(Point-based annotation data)

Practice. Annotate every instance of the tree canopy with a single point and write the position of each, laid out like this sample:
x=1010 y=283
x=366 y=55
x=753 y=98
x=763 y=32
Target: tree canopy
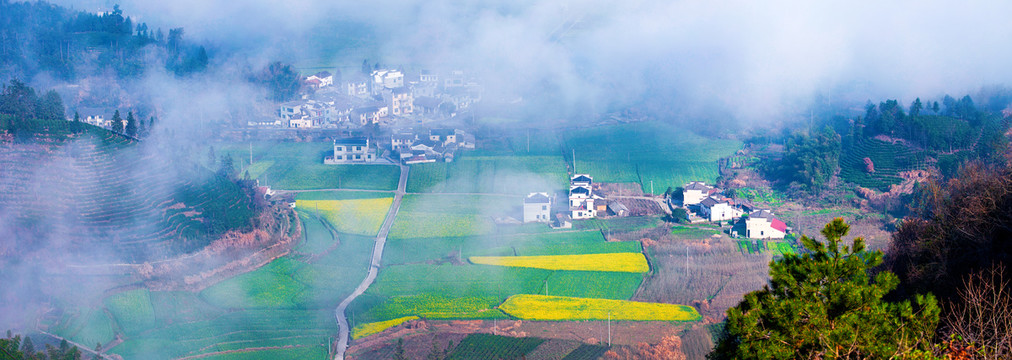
x=826 y=304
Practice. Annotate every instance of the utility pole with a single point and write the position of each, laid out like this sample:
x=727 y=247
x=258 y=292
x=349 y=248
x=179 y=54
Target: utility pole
x=574 y=161
x=609 y=329
x=686 y=259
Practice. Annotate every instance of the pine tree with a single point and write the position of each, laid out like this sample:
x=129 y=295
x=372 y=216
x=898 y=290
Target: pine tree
x=116 y=124
x=27 y=347
x=915 y=107
x=228 y=168
x=824 y=304
x=131 y=124
x=399 y=351
x=142 y=130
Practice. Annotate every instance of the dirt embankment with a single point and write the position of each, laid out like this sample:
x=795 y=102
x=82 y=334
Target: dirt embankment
x=236 y=252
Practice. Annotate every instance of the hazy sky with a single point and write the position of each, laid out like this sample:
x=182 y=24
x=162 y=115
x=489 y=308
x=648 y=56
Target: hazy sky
x=754 y=59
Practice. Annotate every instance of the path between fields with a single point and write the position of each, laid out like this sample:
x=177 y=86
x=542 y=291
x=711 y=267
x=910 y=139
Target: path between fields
x=344 y=334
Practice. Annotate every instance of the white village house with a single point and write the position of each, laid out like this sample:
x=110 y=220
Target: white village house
x=715 y=208
x=582 y=197
x=694 y=192
x=537 y=207
x=763 y=225
x=351 y=151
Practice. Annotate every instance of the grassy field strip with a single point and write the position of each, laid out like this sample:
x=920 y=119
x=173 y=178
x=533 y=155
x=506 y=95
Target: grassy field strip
x=364 y=330
x=617 y=262
x=488 y=346
x=360 y=216
x=542 y=307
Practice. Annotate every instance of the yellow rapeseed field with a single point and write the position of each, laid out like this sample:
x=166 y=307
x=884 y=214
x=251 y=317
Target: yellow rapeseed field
x=541 y=307
x=359 y=216
x=617 y=262
x=367 y=329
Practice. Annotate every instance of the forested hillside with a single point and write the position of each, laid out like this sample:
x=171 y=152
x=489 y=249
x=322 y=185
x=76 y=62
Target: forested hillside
x=41 y=37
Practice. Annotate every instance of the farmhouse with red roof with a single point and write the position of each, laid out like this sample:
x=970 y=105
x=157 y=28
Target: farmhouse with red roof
x=763 y=225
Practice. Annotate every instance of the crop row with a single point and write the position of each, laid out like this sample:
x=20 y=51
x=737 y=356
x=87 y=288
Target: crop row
x=617 y=262
x=542 y=307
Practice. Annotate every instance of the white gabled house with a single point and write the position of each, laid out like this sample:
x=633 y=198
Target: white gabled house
x=763 y=225
x=582 y=197
x=718 y=208
x=537 y=207
x=351 y=151
x=694 y=192
x=320 y=80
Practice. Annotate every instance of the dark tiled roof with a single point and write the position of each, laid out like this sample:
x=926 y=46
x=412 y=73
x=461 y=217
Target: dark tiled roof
x=427 y=101
x=536 y=197
x=441 y=131
x=709 y=201
x=762 y=214
x=779 y=226
x=357 y=141
x=696 y=185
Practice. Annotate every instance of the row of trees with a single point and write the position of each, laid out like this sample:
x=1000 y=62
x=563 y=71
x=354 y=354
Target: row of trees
x=14 y=348
x=38 y=36
x=943 y=290
x=810 y=160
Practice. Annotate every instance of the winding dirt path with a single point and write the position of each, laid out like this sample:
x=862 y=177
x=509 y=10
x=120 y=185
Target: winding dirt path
x=344 y=334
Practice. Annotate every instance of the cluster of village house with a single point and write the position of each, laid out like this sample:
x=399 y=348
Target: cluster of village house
x=709 y=203
x=385 y=94
x=705 y=202
x=583 y=203
x=359 y=100
x=408 y=147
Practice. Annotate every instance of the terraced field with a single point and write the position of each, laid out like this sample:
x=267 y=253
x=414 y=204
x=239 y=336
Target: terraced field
x=282 y=310
x=889 y=159
x=107 y=190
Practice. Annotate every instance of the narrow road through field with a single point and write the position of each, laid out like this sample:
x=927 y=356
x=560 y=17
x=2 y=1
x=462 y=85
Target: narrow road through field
x=344 y=334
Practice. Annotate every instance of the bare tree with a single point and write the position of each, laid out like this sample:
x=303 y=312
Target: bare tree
x=983 y=317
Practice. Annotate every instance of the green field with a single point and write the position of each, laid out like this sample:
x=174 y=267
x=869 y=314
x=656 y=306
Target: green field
x=488 y=346
x=281 y=310
x=760 y=246
x=642 y=153
x=491 y=174
x=412 y=250
x=693 y=233
x=132 y=309
x=299 y=166
x=423 y=215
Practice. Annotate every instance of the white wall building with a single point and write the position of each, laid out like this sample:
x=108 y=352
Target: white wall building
x=694 y=192
x=762 y=225
x=718 y=209
x=537 y=207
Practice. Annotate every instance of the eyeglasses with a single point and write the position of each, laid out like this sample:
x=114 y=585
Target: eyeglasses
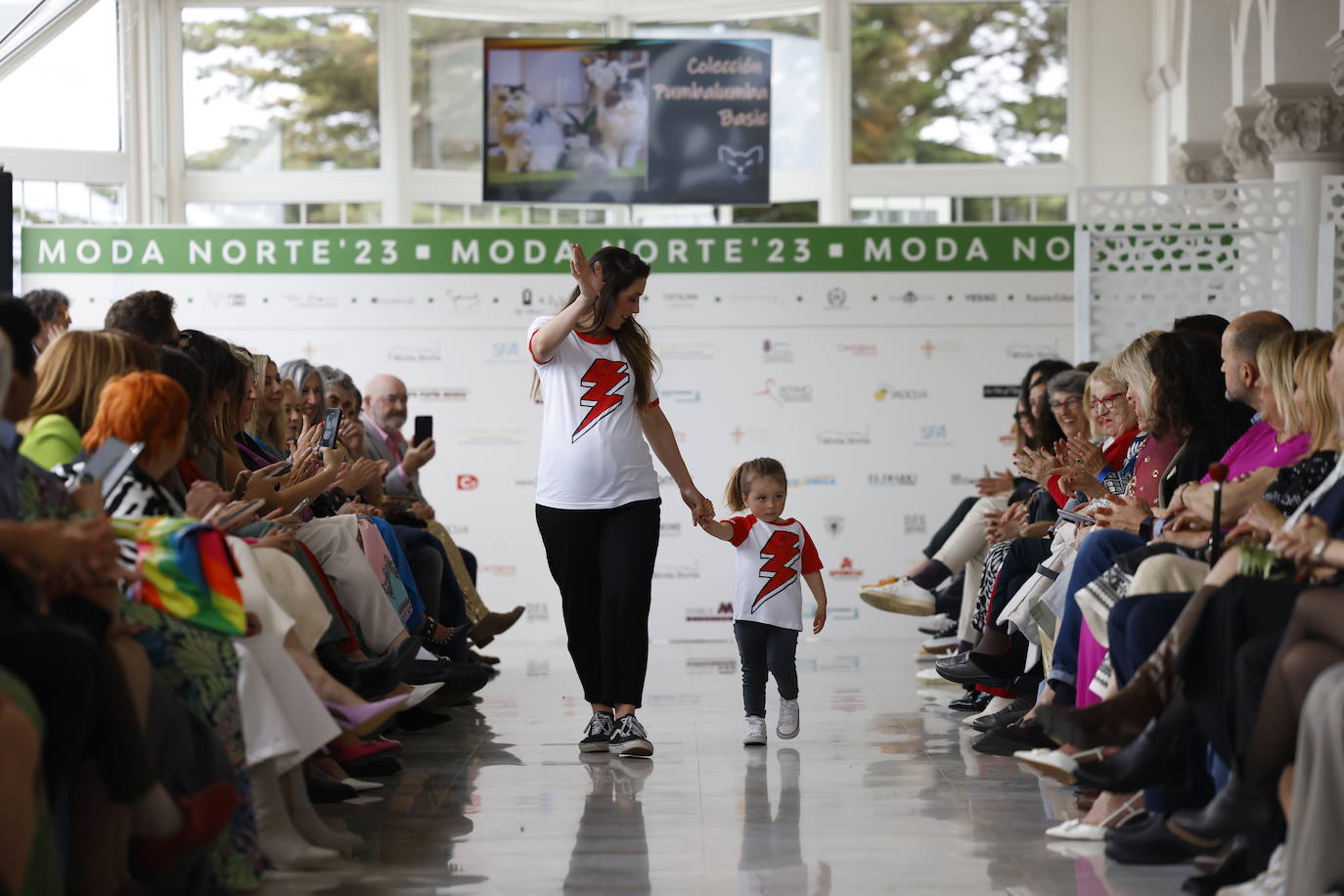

Given exercise — Working from the line that contains "Practice. Annotate every instance of the terraced" to the last line of the listing, please quote each line exactly, pictures excluded.

The reply —
Practice. Annotate every instance of the terraced field with a single point and write the position of each, laid out like this sample:
x=267 y=253
x=414 y=204
x=239 y=336
Target: terraced field
x=282 y=310
x=889 y=159
x=107 y=190
Practice. Annotate every instance of the narrow road through field with a single point and write the position of each, laid out like this sample:
x=927 y=356
x=560 y=17
x=2 y=1
x=462 y=85
Target: narrow road through field
x=344 y=334
Practice. Annotate every instance of the bare tree with a single point and write the position of each, laid out like this sample:
x=303 y=312
Target: bare tree
x=983 y=317
Practice. Annotate every instance of the green field with a single point and write the position of each, laid out like this sample:
x=174 y=267
x=869 y=314
x=656 y=306
Target: green field
x=488 y=346
x=281 y=310
x=760 y=246
x=642 y=153
x=491 y=174
x=412 y=250
x=693 y=233
x=132 y=309
x=299 y=166
x=423 y=215
Practice. Annotate every instance of the white wall building with a single point and write the position of each, laid out like this sample:
x=108 y=352
Target: white wall building
x=694 y=192
x=762 y=225
x=718 y=209
x=537 y=207
Practice. Annotate every instance of the eyeglasses with a single point and write the position of each, laid out like this sample:
x=114 y=585
Target: eyeglasses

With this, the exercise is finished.